## Passage to read
The Education Bubble.

It is a very long time since I graduated from college. I have been teaching medical students for 15 years until I finally retired two years ago.

My five children have all attended college and all but one have graduated. Three have advanced degrees.

The most recent graduate, my youngest daughter, was taught some untruths at the University of Arizona a few years ago.

For example, she was taught, in her “US History Since 1877” course that “The Silent Majority” consisted of white people who refused to accept the 1964 Civil Rights Act. That was in her final exam review study guide. There was no mention of Nixon or the Vietnam War.

My theory is that university faculties when I attended were mostly World War II veterans or older and I could never sense the political affiliation of any of them. During the Vietnam War, colleges became refuges for anti-war students who stayed in grad school to avoid the draft. Since they were mostly strongly leftist in sympathy, they have perpetuated the leftist bias in faculty by recruiting similar students and by rejecting those who hold more conservative views.

(Records from a collection)
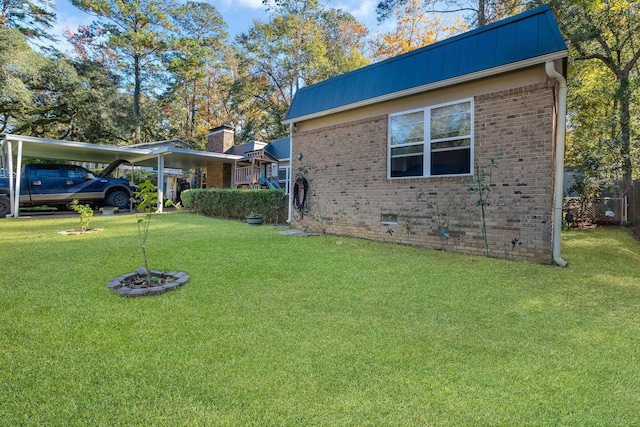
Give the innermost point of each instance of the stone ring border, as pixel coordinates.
(175, 279)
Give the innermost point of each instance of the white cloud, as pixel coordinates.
(236, 4)
(364, 11)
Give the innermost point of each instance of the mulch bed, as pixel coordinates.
(137, 284)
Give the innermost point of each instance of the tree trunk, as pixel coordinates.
(482, 14)
(136, 98)
(624, 96)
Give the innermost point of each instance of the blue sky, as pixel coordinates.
(238, 14)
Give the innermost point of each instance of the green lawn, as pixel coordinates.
(331, 331)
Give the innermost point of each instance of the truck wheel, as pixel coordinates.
(5, 206)
(119, 199)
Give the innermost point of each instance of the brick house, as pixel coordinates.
(390, 151)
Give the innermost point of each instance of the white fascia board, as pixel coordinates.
(435, 85)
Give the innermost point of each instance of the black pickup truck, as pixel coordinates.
(59, 185)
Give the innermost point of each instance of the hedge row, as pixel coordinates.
(238, 204)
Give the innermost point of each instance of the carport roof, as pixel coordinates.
(178, 158)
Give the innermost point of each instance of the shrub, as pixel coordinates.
(237, 204)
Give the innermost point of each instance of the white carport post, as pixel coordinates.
(160, 182)
(18, 184)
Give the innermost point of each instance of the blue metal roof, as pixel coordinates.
(519, 38)
(279, 148)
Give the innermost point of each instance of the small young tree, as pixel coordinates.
(86, 213)
(148, 195)
(481, 185)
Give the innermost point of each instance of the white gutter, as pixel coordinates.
(561, 129)
(290, 170)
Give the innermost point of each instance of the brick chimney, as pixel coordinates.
(220, 139)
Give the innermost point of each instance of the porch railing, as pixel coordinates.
(246, 175)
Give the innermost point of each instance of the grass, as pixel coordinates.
(327, 330)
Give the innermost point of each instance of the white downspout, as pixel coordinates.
(290, 170)
(561, 130)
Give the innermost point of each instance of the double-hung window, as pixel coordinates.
(433, 141)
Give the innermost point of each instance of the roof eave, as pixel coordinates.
(435, 85)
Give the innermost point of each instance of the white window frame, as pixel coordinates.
(426, 141)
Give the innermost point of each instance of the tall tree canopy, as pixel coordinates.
(479, 12)
(604, 37)
(301, 44)
(198, 51)
(33, 18)
(134, 36)
(415, 27)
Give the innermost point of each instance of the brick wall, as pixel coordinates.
(346, 165)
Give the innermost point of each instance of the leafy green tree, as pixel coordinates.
(33, 18)
(480, 12)
(301, 44)
(134, 35)
(415, 27)
(19, 65)
(605, 35)
(197, 51)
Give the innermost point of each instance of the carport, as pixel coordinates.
(13, 148)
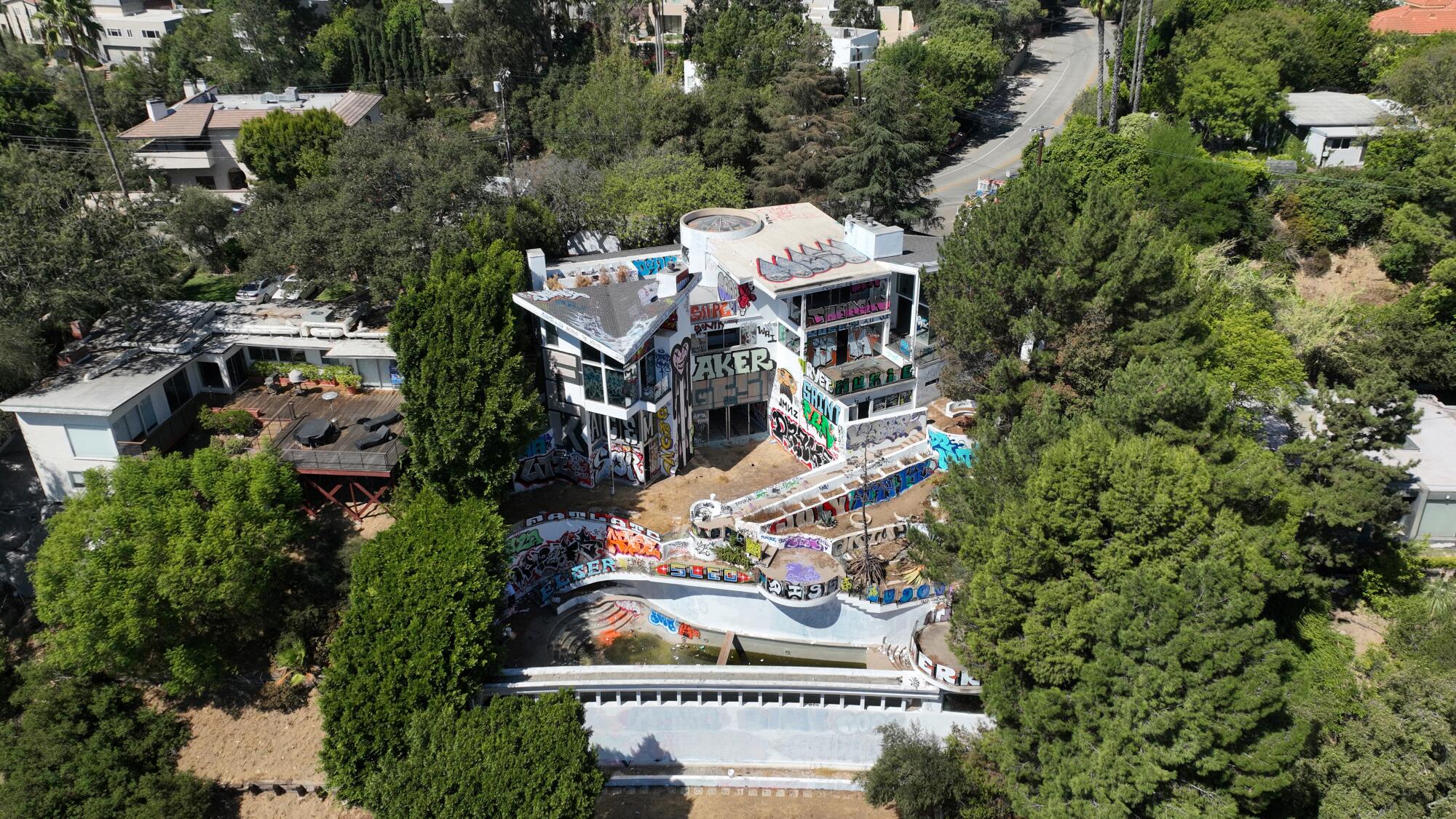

## Task directions
Reproduce the passage on the education bubble, beginning at "The Education Bubble." and stopping after "two years ago.".

## Response to this exercise
The Education Bubble.

It is a very long time since I graduated from college. I have been teaching medical students for 15 years until I finally retired two years ago.